Aim of the exercise
Rewrite all of the lines below, changing every "pixel coordinates" to "image coordinates" and keeping everything else the same. Omit the pictures from your version.

Given records
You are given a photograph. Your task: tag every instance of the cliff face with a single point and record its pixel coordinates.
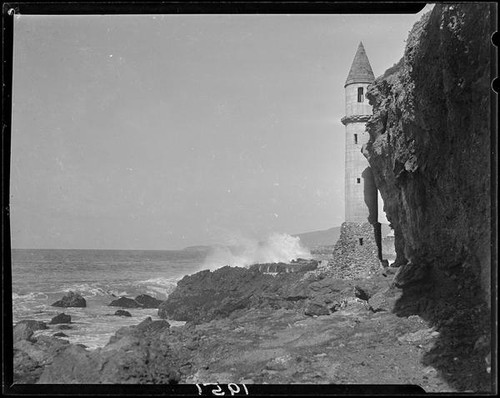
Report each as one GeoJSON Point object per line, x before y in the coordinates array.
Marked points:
{"type": "Point", "coordinates": [430, 147]}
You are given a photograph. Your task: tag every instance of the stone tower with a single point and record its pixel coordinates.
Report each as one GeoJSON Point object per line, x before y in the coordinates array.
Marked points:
{"type": "Point", "coordinates": [358, 251]}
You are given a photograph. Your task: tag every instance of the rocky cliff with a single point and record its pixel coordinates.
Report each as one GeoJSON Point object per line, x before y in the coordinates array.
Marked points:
{"type": "Point", "coordinates": [430, 147]}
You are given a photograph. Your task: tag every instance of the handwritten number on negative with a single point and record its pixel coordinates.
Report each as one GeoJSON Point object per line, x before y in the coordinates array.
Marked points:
{"type": "Point", "coordinates": [219, 390]}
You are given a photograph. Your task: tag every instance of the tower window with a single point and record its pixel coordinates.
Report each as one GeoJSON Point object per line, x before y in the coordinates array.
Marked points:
{"type": "Point", "coordinates": [360, 94]}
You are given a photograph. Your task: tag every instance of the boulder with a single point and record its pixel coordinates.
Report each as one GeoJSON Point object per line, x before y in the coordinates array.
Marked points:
{"type": "Point", "coordinates": [60, 318]}
{"type": "Point", "coordinates": [147, 301]}
{"type": "Point", "coordinates": [123, 313]}
{"type": "Point", "coordinates": [71, 299]}
{"type": "Point", "coordinates": [384, 300]}
{"type": "Point", "coordinates": [22, 332]}
{"type": "Point", "coordinates": [360, 293]}
{"type": "Point", "coordinates": [24, 329]}
{"type": "Point", "coordinates": [34, 325]}
{"type": "Point", "coordinates": [316, 309]}
{"type": "Point", "coordinates": [125, 302]}
{"type": "Point", "coordinates": [410, 273]}
{"type": "Point", "coordinates": [138, 354]}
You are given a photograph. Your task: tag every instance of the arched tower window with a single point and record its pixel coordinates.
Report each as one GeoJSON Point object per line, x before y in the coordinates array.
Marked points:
{"type": "Point", "coordinates": [360, 94]}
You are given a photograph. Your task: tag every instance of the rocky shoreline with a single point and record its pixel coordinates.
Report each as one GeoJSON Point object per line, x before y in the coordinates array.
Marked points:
{"type": "Point", "coordinates": [300, 327]}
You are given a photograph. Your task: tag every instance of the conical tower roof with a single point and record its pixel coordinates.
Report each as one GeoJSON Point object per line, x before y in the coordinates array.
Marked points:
{"type": "Point", "coordinates": [361, 70]}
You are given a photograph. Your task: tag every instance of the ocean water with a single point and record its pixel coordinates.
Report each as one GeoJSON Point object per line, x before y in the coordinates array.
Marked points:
{"type": "Point", "coordinates": [41, 277]}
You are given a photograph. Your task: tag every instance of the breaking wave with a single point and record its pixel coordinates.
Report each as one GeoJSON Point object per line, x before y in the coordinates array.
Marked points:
{"type": "Point", "coordinates": [244, 252]}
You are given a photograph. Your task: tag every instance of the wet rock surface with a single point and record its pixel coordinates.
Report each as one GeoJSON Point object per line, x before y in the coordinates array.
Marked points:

Answer to the problem
You are given a photograph. Your task: tag every instance of the cliff face with a single point and record its image coordinates.
Report each as one GeoJSON Point object per line, x before y in the coordinates array.
Marked points:
{"type": "Point", "coordinates": [430, 147]}
You are given a photograph. Your task: tag every instance of the stone tower with a single point and record its image coordinates.
Report each as one GeoJSON Point object per line, x before y in the coordinates array.
Marked points:
{"type": "Point", "coordinates": [358, 251]}
You are given a photograph. Your task: tag every instance of the rocky cliff with a single point and record its image coordinates.
Report each as one GeoJSON Point object per line, x before y in the coordinates array.
Marked points:
{"type": "Point", "coordinates": [430, 147]}
You are given a photograph. Your task: tag every instance of the handwritten number on negative with a single point and record its image coordinates.
Report each as one GeoJSON Point object per line, x before y in the coordinates array.
Marked points:
{"type": "Point", "coordinates": [219, 390]}
You are given a photograph. Your task: tag every instance of the tower window with a single point and record its image coordinates.
Report each as one GeoJSON Point object per line, x before y in the coordinates array.
Marked points:
{"type": "Point", "coordinates": [360, 94]}
You are given a photograph. Your task: tag every instance of the boulder with a single point and record its image coordinates.
Report each as one GeoJSON Point object per line, x before y in the coordinates array.
Marked points:
{"type": "Point", "coordinates": [60, 318]}
{"type": "Point", "coordinates": [147, 301]}
{"type": "Point", "coordinates": [123, 313]}
{"type": "Point", "coordinates": [71, 299]}
{"type": "Point", "coordinates": [384, 300]}
{"type": "Point", "coordinates": [22, 332]}
{"type": "Point", "coordinates": [360, 293]}
{"type": "Point", "coordinates": [24, 329]}
{"type": "Point", "coordinates": [34, 325]}
{"type": "Point", "coordinates": [316, 309]}
{"type": "Point", "coordinates": [125, 302]}
{"type": "Point", "coordinates": [410, 273]}
{"type": "Point", "coordinates": [138, 354]}
You are given a photograph. Your task: tag every instance of the arched tower window with a single point and record its image coordinates.
Report each as one GeoJSON Point object per line, x before y in the coordinates array.
Marked points:
{"type": "Point", "coordinates": [360, 94]}
You are given a photograph. Your task: tag every instance of the rocky shoreline with a single point and record its image coordinates.
Report each as one GeoJSON Point object per line, x before y in the coordinates array.
Marked points:
{"type": "Point", "coordinates": [300, 327]}
You are given a photograph. Your task: tag every instance of the conical tower roof with a single point and record its image coordinates.
Report each as one GeoJSON Point object per line, x before y in the coordinates array.
Marked points:
{"type": "Point", "coordinates": [361, 70]}
You are given a photograph. Your task: tag every instance of the ocean water with a single point and record its image coordinates.
Report each as one GeoJSON Point object per line, x before y in the coordinates array.
Marked points:
{"type": "Point", "coordinates": [41, 277]}
You are given a photograph. Your task: tag every instance of the breaking wave with a single point and record its image coordinates.
Report each as one GeoJSON Point object per line, x before y in the coordinates array.
Marked points:
{"type": "Point", "coordinates": [244, 252]}
You are given a photograph. Your task: tag every instance of the wet rock surface with a single point and record its image coordinates.
Report each as one GeoJSON Point object per line, x before y in the coordinates array.
Marked points:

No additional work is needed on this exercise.